Point localization data:

^^^^^^^^

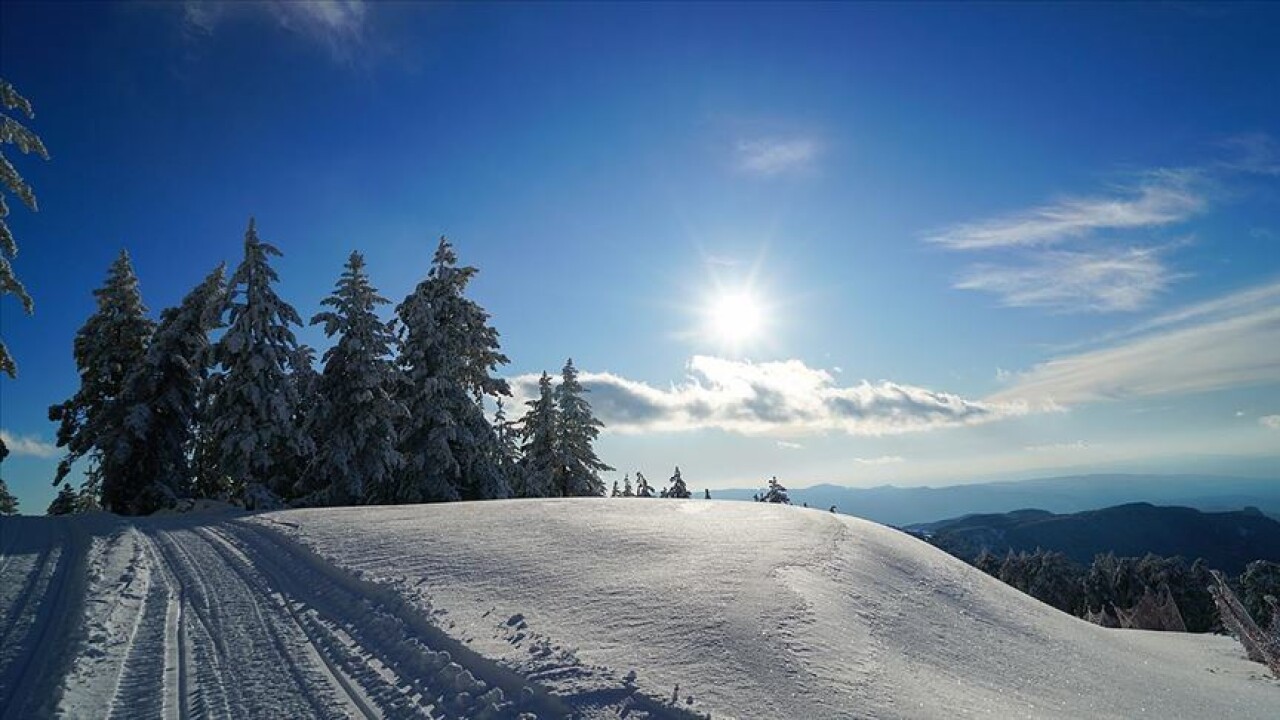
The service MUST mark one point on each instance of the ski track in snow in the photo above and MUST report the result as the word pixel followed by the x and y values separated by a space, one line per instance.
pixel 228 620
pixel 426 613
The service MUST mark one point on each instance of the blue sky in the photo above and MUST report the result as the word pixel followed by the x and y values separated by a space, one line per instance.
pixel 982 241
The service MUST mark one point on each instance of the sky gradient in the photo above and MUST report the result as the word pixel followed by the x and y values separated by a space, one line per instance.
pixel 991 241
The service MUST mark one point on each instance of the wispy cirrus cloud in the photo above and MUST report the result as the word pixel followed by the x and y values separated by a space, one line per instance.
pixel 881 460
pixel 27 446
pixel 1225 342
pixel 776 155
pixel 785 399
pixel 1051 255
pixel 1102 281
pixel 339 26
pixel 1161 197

^^^^^^^^

Once the pictures are set aside, repeat each entry exactly as it stands.

The service MUST mark one point on each instance of the ski track in snow in the photo above and MUST report the result as the word pixel followed by the x and y values separated by a space, one line per instance.
pixel 228 620
pixel 426 613
The service MUST mark one point on each instance of the blue sky in the photo above and MUST report the result as the word pixel followed by the x and y values separated by a space, one line per instance.
pixel 982 241
The service MUST mark one point on each instance of the sky gradient in the photo above and MUST report the result as the word pixel followed by the x and y values separated by a space, one line per instance.
pixel 991 241
The service MUST mark one point on each instance of the wispy cirrus cloud in the photo above and MUST report the result as the word pixel followed by the x and y values separated by a space, one line per instance.
pixel 881 460
pixel 27 446
pixel 1225 342
pixel 776 155
pixel 785 399
pixel 1051 255
pixel 1102 281
pixel 339 26
pixel 1161 197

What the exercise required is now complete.